§ **WHAT TO PRODUCE**
Beginning at the line that contains "Implementations MUST put a point on every instance of the rope", reproduce every line to the end of the material without changing any of them.

§ **GIVEN ENTRIES**
----

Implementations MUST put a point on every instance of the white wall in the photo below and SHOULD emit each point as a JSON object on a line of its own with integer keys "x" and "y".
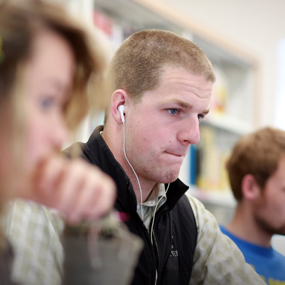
{"x": 252, "y": 24}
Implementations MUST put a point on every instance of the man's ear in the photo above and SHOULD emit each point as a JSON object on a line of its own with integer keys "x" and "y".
{"x": 119, "y": 97}
{"x": 250, "y": 188}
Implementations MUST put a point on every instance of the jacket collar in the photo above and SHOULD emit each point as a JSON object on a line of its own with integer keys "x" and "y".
{"x": 97, "y": 151}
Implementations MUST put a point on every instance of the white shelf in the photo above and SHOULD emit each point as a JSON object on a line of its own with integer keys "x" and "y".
{"x": 229, "y": 124}
{"x": 218, "y": 198}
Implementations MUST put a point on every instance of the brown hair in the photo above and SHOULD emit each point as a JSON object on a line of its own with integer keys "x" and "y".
{"x": 20, "y": 23}
{"x": 139, "y": 62}
{"x": 258, "y": 154}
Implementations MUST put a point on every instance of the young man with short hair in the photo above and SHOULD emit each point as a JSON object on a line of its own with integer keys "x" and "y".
{"x": 162, "y": 84}
{"x": 256, "y": 170}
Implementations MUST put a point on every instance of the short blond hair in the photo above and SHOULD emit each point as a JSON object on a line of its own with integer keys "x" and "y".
{"x": 257, "y": 154}
{"x": 139, "y": 62}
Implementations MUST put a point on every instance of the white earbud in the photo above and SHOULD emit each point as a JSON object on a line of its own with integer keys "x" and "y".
{"x": 121, "y": 109}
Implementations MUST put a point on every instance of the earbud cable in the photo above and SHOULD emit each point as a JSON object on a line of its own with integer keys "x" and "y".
{"x": 124, "y": 148}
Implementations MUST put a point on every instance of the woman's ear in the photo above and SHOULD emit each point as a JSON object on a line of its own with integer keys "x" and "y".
{"x": 250, "y": 188}
{"x": 119, "y": 97}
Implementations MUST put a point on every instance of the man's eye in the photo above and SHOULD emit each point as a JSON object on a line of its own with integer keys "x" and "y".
{"x": 46, "y": 103}
{"x": 173, "y": 111}
{"x": 200, "y": 117}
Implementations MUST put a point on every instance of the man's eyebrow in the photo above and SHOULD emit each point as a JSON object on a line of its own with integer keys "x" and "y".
{"x": 206, "y": 112}
{"x": 178, "y": 102}
{"x": 183, "y": 104}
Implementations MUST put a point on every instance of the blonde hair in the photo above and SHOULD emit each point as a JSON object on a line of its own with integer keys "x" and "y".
{"x": 20, "y": 22}
{"x": 258, "y": 154}
{"x": 139, "y": 62}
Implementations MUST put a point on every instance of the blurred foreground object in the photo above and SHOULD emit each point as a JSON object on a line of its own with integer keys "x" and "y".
{"x": 103, "y": 252}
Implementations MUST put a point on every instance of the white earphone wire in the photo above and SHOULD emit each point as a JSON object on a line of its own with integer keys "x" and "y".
{"x": 124, "y": 149}
{"x": 151, "y": 231}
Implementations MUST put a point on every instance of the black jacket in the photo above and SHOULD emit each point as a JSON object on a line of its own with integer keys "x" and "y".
{"x": 175, "y": 231}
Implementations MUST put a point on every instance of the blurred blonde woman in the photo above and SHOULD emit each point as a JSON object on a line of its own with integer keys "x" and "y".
{"x": 47, "y": 63}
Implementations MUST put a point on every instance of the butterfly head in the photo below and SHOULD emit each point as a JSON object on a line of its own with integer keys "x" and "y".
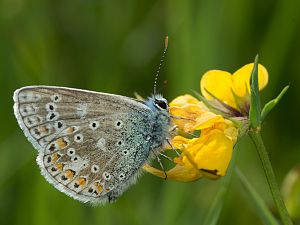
{"x": 158, "y": 103}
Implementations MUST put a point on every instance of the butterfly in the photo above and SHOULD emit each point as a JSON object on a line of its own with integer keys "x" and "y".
{"x": 91, "y": 145}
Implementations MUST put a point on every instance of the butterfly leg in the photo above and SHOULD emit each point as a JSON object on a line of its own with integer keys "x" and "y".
{"x": 174, "y": 149}
{"x": 167, "y": 157}
{"x": 161, "y": 165}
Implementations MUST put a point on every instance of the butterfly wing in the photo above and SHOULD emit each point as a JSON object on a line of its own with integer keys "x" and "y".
{"x": 90, "y": 144}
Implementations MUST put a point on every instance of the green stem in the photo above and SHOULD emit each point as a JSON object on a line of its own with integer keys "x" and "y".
{"x": 269, "y": 173}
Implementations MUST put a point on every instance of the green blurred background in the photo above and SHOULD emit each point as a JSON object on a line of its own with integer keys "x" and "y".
{"x": 115, "y": 46}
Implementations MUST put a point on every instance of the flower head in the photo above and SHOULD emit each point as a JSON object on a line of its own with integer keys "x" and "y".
{"x": 209, "y": 153}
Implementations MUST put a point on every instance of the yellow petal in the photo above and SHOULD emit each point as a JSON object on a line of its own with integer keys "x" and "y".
{"x": 241, "y": 79}
{"x": 186, "y": 115}
{"x": 206, "y": 120}
{"x": 183, "y": 100}
{"x": 177, "y": 173}
{"x": 219, "y": 84}
{"x": 211, "y": 152}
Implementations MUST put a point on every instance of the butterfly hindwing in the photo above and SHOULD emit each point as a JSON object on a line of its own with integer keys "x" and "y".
{"x": 90, "y": 144}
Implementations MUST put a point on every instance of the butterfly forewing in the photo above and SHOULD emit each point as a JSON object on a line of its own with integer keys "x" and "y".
{"x": 85, "y": 139}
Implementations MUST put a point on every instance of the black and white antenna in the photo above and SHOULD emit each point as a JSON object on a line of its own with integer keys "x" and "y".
{"x": 160, "y": 63}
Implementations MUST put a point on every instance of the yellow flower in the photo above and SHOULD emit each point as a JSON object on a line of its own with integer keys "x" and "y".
{"x": 232, "y": 89}
{"x": 209, "y": 154}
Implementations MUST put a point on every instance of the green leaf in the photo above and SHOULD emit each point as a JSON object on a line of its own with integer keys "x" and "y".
{"x": 260, "y": 206}
{"x": 271, "y": 104}
{"x": 254, "y": 113}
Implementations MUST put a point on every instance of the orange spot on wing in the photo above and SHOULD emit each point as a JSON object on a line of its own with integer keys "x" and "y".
{"x": 61, "y": 143}
{"x": 70, "y": 130}
{"x": 55, "y": 157}
{"x": 81, "y": 181}
{"x": 99, "y": 187}
{"x": 70, "y": 174}
{"x": 60, "y": 166}
{"x": 44, "y": 130}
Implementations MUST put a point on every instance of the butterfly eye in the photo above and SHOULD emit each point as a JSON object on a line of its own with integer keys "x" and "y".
{"x": 161, "y": 103}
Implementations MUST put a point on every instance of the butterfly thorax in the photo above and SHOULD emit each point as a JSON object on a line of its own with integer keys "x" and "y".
{"x": 161, "y": 121}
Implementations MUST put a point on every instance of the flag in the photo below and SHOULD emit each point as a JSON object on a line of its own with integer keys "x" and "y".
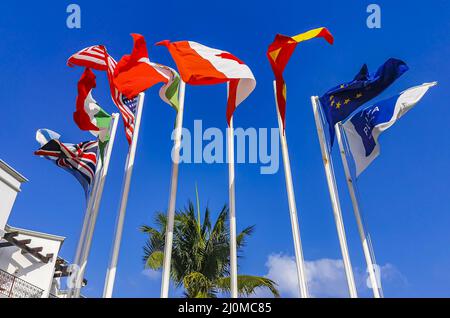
{"x": 89, "y": 115}
{"x": 280, "y": 52}
{"x": 339, "y": 102}
{"x": 92, "y": 57}
{"x": 364, "y": 127}
{"x": 80, "y": 160}
{"x": 97, "y": 57}
{"x": 202, "y": 65}
{"x": 104, "y": 62}
{"x": 134, "y": 73}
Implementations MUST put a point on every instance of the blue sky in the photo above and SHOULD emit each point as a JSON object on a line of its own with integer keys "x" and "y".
{"x": 404, "y": 193}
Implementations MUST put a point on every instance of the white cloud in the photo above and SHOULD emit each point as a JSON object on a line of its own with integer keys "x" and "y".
{"x": 152, "y": 274}
{"x": 326, "y": 277}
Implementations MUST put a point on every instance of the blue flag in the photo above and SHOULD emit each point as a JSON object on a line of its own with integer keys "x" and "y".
{"x": 339, "y": 102}
{"x": 363, "y": 128}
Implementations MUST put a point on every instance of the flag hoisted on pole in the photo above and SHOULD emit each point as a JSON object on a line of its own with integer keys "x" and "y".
{"x": 367, "y": 249}
{"x": 128, "y": 78}
{"x": 279, "y": 53}
{"x": 81, "y": 160}
{"x": 300, "y": 262}
{"x": 129, "y": 165}
{"x": 334, "y": 195}
{"x": 87, "y": 240}
{"x": 173, "y": 194}
{"x": 202, "y": 65}
{"x": 362, "y": 130}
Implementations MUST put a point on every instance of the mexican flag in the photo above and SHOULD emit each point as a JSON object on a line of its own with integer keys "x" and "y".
{"x": 89, "y": 115}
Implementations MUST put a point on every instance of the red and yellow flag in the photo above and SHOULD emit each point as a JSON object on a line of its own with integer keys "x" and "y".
{"x": 280, "y": 52}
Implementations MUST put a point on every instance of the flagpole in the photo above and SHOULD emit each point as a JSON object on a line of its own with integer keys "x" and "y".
{"x": 111, "y": 272}
{"x": 352, "y": 188}
{"x": 82, "y": 238}
{"x": 232, "y": 198}
{"x": 334, "y": 196}
{"x": 96, "y": 204}
{"x": 300, "y": 262}
{"x": 173, "y": 195}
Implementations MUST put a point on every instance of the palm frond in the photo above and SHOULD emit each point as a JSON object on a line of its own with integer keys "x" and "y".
{"x": 248, "y": 284}
{"x": 155, "y": 260}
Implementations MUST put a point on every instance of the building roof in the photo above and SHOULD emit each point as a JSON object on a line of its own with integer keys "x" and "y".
{"x": 9, "y": 228}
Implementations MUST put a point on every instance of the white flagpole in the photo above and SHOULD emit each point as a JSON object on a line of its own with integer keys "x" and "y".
{"x": 111, "y": 272}
{"x": 232, "y": 198}
{"x": 82, "y": 238}
{"x": 300, "y": 262}
{"x": 173, "y": 195}
{"x": 352, "y": 188}
{"x": 334, "y": 196}
{"x": 96, "y": 205}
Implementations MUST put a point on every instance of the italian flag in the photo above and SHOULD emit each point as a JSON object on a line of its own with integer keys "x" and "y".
{"x": 89, "y": 115}
{"x": 202, "y": 65}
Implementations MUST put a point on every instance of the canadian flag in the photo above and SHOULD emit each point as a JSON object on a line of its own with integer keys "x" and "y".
{"x": 135, "y": 73}
{"x": 202, "y": 65}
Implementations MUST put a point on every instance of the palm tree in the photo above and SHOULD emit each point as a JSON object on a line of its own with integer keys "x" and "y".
{"x": 201, "y": 254}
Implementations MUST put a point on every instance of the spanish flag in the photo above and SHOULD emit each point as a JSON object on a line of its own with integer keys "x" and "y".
{"x": 280, "y": 52}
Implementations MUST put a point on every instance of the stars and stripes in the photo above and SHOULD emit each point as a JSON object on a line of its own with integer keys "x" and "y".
{"x": 92, "y": 57}
{"x": 125, "y": 105}
{"x": 80, "y": 159}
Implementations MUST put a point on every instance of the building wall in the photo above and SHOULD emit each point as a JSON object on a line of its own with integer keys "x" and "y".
{"x": 10, "y": 181}
{"x": 27, "y": 267}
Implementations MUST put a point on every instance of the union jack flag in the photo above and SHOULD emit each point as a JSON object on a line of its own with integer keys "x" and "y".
{"x": 97, "y": 58}
{"x": 80, "y": 159}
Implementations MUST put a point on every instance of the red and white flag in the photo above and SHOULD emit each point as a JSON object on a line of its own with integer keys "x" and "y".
{"x": 202, "y": 65}
{"x": 134, "y": 73}
{"x": 97, "y": 57}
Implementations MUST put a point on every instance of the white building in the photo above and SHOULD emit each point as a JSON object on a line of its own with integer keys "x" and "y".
{"x": 29, "y": 262}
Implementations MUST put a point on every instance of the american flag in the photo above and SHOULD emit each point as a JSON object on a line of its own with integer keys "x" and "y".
{"x": 80, "y": 159}
{"x": 97, "y": 57}
{"x": 93, "y": 57}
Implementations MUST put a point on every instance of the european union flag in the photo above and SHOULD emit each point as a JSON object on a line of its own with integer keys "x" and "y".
{"x": 363, "y": 128}
{"x": 339, "y": 102}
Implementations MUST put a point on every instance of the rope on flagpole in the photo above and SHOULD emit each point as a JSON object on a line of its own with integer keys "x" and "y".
{"x": 334, "y": 196}
{"x": 300, "y": 262}
{"x": 111, "y": 272}
{"x": 232, "y": 206}
{"x": 96, "y": 204}
{"x": 173, "y": 195}
{"x": 352, "y": 188}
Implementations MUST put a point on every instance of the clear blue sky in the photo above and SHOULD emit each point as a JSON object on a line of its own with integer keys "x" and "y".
{"x": 405, "y": 193}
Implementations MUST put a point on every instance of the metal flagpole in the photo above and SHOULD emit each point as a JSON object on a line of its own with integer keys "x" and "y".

----

§ **OUTPUT OF THE EXERCISE**
Implementations MUST put a point on every instance of the rope on flagpole in the photo above and SHOULD emit each point as a JSON object on a line of its own with integer keys "x" and "y".
{"x": 334, "y": 196}
{"x": 300, "y": 262}
{"x": 111, "y": 272}
{"x": 232, "y": 206}
{"x": 96, "y": 204}
{"x": 173, "y": 195}
{"x": 352, "y": 188}
Implementations MUST put a point on every instance of the clear blue sky in the photo above and SHOULD emit each point as a JSON object on a line of its own with integer keys "x" and "y".
{"x": 405, "y": 193}
Implementations MUST put a point on every instance of the metal flagpole in the photo above and SHOULD emit each point as a JSON object on a line of its own with integer keys "x" and "y".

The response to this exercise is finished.